• [What is required] Count the lines in the data below that contain the string "shoulder". Respond with the number alone.

• [Entries from a pointing dataset]
━━━━━━━━

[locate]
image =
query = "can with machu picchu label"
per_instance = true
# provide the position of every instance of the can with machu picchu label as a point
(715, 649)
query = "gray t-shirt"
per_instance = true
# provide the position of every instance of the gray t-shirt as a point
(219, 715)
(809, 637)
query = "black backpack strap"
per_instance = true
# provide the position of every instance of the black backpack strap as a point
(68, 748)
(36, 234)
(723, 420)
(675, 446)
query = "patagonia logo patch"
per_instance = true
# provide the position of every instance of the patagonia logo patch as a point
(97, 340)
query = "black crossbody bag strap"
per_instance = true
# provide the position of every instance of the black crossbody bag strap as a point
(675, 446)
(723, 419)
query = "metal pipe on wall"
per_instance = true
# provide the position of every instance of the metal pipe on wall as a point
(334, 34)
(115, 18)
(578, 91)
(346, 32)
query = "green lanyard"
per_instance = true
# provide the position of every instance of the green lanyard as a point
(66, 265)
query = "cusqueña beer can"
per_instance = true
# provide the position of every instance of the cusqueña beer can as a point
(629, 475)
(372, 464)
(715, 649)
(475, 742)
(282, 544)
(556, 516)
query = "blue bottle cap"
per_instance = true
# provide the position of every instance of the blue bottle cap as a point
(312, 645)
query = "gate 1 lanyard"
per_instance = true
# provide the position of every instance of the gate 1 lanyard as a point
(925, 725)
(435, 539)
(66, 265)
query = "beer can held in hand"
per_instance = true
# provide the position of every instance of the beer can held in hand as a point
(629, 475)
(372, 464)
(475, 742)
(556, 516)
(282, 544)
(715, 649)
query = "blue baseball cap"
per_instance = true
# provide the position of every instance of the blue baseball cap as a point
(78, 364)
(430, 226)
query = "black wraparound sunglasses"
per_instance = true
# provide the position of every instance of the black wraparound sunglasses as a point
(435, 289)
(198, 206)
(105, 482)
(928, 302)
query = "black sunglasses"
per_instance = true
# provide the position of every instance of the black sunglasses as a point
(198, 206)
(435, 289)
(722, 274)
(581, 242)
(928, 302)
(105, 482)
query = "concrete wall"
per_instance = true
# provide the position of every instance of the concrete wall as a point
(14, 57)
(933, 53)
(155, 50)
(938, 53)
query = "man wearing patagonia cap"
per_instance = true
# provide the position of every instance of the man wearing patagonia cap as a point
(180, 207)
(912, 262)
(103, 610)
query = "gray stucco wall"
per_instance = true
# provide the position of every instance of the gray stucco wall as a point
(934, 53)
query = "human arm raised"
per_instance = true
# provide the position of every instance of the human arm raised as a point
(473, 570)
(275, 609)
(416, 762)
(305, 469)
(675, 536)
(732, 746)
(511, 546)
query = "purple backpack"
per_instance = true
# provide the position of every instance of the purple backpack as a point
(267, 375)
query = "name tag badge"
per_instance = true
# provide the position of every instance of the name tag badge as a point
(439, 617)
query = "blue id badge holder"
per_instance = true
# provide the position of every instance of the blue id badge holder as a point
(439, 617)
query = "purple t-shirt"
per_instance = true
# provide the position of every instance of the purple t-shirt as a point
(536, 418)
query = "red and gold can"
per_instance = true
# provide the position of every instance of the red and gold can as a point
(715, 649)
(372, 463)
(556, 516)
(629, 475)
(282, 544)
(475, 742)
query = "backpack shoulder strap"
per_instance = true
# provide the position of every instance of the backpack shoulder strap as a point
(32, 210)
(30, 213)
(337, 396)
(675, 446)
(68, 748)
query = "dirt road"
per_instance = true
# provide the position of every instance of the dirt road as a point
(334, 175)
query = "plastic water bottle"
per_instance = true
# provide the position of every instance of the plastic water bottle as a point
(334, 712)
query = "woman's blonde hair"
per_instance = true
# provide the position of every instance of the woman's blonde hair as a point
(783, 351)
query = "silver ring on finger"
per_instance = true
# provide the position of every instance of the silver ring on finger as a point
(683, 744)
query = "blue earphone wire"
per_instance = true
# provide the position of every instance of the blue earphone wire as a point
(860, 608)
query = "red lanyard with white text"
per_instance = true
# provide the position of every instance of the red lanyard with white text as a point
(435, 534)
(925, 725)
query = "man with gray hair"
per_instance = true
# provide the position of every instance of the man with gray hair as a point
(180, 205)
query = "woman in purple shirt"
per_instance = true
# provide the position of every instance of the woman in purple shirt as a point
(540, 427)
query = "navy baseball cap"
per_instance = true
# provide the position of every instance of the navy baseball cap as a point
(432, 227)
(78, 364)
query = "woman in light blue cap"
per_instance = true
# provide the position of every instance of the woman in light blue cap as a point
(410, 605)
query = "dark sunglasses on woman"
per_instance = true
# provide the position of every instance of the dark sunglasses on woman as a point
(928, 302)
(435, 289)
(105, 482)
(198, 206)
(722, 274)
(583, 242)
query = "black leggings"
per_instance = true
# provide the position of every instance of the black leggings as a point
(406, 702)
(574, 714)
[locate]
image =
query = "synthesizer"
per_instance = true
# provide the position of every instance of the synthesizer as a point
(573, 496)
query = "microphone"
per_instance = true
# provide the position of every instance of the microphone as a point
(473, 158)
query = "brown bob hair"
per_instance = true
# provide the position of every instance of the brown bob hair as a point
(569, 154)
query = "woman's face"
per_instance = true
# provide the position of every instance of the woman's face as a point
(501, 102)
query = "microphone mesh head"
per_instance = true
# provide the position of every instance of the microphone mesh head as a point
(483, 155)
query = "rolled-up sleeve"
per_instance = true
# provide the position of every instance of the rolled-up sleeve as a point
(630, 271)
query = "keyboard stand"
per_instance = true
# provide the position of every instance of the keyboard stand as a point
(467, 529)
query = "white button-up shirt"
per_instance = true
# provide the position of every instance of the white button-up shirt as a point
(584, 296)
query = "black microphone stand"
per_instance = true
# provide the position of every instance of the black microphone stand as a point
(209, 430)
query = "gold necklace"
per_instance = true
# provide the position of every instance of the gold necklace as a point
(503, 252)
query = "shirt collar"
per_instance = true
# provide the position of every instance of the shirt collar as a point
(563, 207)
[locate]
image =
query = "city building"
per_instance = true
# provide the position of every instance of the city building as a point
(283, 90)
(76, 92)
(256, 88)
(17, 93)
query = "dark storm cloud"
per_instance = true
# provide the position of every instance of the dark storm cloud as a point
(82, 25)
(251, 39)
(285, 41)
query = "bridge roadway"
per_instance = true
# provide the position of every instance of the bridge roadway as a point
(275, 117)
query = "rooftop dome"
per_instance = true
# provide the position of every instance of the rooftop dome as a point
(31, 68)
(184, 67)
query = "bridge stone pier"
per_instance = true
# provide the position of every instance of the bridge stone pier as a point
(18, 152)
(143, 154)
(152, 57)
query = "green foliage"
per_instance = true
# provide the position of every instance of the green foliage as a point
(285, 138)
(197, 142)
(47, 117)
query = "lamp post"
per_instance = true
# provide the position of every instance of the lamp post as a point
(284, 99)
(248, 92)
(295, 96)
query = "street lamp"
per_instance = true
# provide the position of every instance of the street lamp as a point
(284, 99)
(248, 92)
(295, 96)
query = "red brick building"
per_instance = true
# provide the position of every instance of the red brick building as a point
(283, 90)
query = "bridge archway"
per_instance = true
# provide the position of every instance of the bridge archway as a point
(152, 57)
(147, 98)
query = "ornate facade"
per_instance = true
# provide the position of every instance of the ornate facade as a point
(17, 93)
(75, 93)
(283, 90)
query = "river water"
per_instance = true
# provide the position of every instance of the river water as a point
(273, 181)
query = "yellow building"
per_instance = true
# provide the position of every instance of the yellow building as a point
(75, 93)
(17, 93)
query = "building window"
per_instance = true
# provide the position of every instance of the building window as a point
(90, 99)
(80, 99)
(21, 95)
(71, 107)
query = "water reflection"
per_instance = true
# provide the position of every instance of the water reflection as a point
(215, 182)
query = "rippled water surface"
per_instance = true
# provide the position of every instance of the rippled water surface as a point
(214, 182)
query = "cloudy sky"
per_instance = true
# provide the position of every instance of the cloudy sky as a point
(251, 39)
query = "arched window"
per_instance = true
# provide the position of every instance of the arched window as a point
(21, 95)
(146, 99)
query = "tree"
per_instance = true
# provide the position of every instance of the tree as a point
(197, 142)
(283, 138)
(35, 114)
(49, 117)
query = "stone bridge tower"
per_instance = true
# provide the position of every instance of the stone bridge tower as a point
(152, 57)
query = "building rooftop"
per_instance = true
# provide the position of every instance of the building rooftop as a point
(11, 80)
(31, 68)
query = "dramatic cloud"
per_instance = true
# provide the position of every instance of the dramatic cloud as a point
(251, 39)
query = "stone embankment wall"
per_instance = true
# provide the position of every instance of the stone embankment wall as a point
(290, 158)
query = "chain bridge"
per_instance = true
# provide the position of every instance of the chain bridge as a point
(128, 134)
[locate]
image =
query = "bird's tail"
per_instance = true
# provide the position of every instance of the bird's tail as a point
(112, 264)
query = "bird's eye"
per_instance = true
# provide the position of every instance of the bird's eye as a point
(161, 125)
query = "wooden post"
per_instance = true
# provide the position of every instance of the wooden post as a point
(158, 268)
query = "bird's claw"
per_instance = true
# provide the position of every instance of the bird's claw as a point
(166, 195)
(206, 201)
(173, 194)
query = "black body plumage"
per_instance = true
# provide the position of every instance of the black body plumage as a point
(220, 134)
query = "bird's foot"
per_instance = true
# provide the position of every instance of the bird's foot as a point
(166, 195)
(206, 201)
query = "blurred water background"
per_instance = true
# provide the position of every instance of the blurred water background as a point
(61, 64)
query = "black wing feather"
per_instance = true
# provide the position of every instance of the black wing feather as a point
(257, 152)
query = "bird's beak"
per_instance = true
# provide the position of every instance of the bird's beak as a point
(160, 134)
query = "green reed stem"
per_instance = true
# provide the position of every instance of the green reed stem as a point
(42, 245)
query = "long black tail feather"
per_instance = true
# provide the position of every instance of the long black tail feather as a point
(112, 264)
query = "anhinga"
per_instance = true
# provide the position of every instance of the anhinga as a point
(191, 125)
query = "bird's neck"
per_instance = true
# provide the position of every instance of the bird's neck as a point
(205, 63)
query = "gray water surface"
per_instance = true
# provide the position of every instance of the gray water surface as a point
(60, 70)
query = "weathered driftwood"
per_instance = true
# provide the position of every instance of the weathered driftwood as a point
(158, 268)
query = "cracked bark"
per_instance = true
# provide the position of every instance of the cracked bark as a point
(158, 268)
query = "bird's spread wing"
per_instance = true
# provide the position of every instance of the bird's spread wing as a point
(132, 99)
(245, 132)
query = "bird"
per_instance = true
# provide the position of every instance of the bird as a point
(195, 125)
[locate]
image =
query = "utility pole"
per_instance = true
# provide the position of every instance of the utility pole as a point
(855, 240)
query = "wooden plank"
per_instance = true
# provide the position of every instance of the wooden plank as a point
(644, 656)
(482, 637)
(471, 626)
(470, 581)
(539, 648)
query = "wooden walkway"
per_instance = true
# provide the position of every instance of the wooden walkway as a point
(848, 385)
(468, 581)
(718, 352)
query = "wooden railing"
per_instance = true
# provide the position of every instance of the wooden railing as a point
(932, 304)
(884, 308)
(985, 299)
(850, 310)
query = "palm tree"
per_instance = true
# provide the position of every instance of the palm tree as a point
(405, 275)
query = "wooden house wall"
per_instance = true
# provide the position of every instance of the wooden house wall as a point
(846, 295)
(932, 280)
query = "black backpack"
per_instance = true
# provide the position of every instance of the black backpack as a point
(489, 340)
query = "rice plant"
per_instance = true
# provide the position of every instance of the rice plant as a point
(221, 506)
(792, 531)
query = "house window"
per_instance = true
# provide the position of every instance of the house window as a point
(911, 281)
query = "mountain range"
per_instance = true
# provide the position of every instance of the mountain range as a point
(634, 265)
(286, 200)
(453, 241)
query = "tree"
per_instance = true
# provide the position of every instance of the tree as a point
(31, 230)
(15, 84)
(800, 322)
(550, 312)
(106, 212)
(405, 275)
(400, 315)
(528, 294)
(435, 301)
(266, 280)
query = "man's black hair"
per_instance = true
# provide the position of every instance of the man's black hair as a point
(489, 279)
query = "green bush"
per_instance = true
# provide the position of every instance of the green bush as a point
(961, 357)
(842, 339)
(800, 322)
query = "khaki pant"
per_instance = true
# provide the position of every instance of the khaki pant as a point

━━━━━━━━

• [Correct output] 2